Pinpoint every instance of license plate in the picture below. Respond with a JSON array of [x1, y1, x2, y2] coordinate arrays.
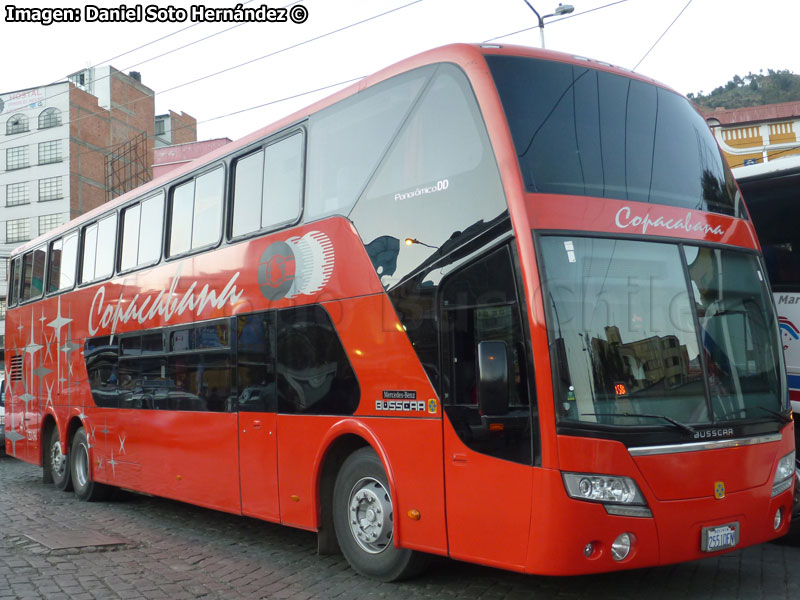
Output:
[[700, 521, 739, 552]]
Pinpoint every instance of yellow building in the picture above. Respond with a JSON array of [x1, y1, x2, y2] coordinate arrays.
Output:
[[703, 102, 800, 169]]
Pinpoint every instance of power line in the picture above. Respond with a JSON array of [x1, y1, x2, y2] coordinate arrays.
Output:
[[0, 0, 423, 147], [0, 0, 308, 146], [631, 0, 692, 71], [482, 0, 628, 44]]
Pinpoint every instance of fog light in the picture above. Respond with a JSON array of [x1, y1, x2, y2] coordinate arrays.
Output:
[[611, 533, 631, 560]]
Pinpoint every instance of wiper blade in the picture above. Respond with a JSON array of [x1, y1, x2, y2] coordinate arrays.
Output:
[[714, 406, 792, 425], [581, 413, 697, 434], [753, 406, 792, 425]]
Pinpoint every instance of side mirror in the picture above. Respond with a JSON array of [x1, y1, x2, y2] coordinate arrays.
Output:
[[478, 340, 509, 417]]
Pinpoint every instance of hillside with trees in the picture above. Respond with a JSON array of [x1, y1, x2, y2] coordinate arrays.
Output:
----
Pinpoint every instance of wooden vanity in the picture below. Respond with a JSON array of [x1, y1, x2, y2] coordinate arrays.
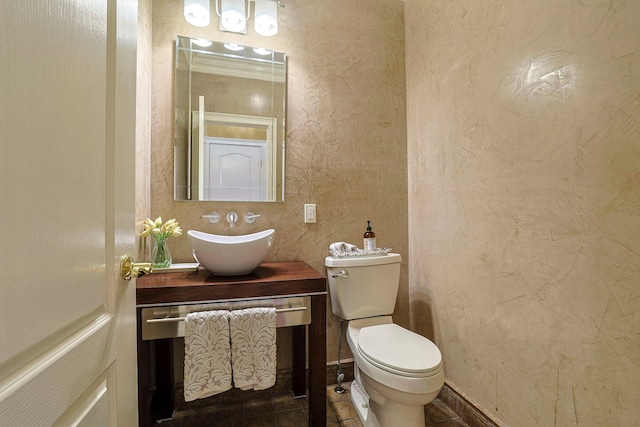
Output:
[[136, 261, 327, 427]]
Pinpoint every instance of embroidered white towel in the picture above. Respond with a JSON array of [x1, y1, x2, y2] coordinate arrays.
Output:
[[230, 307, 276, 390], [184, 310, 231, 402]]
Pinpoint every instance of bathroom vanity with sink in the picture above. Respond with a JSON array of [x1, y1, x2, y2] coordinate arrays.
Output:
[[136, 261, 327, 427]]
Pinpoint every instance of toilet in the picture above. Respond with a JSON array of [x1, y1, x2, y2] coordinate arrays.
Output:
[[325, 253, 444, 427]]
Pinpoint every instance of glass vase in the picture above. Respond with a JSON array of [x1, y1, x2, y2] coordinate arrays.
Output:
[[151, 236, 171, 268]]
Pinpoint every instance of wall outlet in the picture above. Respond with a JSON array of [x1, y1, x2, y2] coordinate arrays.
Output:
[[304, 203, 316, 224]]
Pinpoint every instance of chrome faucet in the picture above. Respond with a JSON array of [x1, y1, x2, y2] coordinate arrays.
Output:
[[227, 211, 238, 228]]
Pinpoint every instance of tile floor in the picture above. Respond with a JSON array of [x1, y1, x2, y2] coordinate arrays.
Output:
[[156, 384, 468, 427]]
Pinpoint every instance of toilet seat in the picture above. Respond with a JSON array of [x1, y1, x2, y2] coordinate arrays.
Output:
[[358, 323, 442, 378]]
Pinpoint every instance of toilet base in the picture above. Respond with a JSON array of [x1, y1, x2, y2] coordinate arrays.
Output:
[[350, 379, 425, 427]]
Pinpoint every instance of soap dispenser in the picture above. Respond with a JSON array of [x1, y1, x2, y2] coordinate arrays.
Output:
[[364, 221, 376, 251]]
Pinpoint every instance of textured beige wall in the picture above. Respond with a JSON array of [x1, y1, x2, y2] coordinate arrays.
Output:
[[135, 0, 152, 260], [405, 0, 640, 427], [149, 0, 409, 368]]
----
_Exercise prompt_
Can you write out the rows again, starting with the line with "Pinpoint every instance of toilet base" and going on through the line with "0, 409, 368]]", but replace "soap dispenser" with "hand soap pump" and leave everything else unchanged?

_Answer to this exercise_
Pinpoint every instance of toilet base in the picture above. Respond with a JSON array of [x1, y1, x2, y2] coordinate arrays.
Output:
[[350, 379, 425, 427]]
Pinpoint every instance of hand soap pump in the picture above. Respond with a JSON array of [x1, y1, x2, y2] coordinate arrays.
Output:
[[364, 221, 376, 251]]
Pinpoint every instance of textured beige wall in the picture above. Respond with a JSON array of [x1, y1, x2, y2] coordinate arrays.
Output:
[[135, 0, 152, 260], [405, 0, 640, 427], [149, 0, 409, 368]]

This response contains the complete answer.